Entries from an annotation dataset
= = = = = = =

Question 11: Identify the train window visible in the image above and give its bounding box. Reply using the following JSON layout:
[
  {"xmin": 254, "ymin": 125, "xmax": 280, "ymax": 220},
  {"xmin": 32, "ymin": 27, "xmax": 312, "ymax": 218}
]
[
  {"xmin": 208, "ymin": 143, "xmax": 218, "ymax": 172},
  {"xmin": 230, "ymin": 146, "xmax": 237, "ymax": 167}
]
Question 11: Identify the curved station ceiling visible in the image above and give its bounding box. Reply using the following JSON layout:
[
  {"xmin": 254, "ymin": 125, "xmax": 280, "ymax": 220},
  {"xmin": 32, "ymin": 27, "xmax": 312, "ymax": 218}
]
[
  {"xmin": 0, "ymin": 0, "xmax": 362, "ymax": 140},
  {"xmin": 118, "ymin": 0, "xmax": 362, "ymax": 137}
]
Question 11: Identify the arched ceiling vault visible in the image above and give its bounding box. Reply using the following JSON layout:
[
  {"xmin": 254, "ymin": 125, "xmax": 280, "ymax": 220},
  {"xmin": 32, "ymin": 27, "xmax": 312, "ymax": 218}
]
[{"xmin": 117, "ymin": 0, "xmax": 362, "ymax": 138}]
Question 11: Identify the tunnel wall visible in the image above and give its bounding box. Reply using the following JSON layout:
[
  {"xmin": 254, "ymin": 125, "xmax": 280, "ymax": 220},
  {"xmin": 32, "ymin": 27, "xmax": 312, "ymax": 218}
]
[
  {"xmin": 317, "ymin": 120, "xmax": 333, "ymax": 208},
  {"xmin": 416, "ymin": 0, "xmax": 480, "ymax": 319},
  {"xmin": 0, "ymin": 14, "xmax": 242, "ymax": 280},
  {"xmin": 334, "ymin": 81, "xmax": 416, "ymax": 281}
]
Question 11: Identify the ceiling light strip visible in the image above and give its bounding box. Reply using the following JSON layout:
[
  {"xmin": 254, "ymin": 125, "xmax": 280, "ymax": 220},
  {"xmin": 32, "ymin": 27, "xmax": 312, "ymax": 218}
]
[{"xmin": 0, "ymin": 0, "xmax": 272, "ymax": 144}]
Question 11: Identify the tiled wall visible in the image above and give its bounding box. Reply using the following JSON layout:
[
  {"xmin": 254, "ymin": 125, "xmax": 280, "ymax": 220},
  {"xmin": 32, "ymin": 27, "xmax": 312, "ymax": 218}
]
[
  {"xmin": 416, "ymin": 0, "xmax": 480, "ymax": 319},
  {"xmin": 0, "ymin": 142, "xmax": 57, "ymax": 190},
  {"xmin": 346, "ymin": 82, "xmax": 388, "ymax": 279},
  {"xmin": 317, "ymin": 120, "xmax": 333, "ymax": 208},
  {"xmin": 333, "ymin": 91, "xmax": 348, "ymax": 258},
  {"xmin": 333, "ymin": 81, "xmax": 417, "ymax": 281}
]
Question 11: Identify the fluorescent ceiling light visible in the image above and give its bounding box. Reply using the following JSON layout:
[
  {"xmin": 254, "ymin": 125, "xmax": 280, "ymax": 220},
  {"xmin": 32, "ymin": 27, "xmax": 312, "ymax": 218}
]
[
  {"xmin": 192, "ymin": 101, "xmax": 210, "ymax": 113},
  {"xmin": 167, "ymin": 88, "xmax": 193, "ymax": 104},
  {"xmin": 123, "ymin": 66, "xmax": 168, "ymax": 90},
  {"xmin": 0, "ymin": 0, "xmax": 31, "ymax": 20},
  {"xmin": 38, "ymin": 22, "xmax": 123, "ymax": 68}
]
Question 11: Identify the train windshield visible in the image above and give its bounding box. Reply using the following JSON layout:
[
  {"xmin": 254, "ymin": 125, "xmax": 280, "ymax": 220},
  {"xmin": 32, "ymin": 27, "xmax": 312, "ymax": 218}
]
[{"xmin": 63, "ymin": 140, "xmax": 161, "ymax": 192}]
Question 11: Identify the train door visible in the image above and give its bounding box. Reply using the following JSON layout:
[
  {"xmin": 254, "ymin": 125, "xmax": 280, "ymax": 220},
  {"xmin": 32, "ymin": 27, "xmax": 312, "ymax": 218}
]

= = = = = = =

## Brief
Please reproduce the data word for word, beginning at the line that contains "Question 11: Identify the tiled" and stopping after the last line of the data.

## Task result
Question 11: Identify the tiled wall visible in the image above and give its bounding box. Reply using the following JSON layout:
[
  {"xmin": 254, "ymin": 125, "xmax": 280, "ymax": 220},
  {"xmin": 32, "ymin": 27, "xmax": 312, "ymax": 218}
]
[
  {"xmin": 416, "ymin": 0, "xmax": 480, "ymax": 319},
  {"xmin": 0, "ymin": 142, "xmax": 57, "ymax": 190},
  {"xmin": 346, "ymin": 82, "xmax": 388, "ymax": 279},
  {"xmin": 317, "ymin": 120, "xmax": 333, "ymax": 208},
  {"xmin": 333, "ymin": 91, "xmax": 348, "ymax": 258},
  {"xmin": 333, "ymin": 81, "xmax": 417, "ymax": 281}
]
Question 11: Identify the fluorescent ceiling light visible in the image above and give its bounding box. Reply using the following JSON layout:
[
  {"xmin": 254, "ymin": 125, "xmax": 280, "ymax": 220},
  {"xmin": 32, "ymin": 27, "xmax": 312, "ymax": 218}
]
[
  {"xmin": 192, "ymin": 101, "xmax": 210, "ymax": 113},
  {"xmin": 167, "ymin": 88, "xmax": 193, "ymax": 104},
  {"xmin": 123, "ymin": 66, "xmax": 168, "ymax": 90},
  {"xmin": 0, "ymin": 0, "xmax": 31, "ymax": 20},
  {"xmin": 38, "ymin": 22, "xmax": 123, "ymax": 68}
]
Question 11: Identify the train windshield visible in the image above and give its bounding box. Reply using the following JSON layout:
[
  {"xmin": 254, "ymin": 125, "xmax": 280, "ymax": 220},
  {"xmin": 32, "ymin": 27, "xmax": 312, "ymax": 218}
]
[{"xmin": 63, "ymin": 140, "xmax": 161, "ymax": 192}]
Question 11: Identify the train door visible in the image above and give its bounding box. Reply using the following JSON layout:
[
  {"xmin": 254, "ymin": 125, "xmax": 280, "ymax": 220},
  {"xmin": 32, "ymin": 27, "xmax": 312, "ymax": 218}
]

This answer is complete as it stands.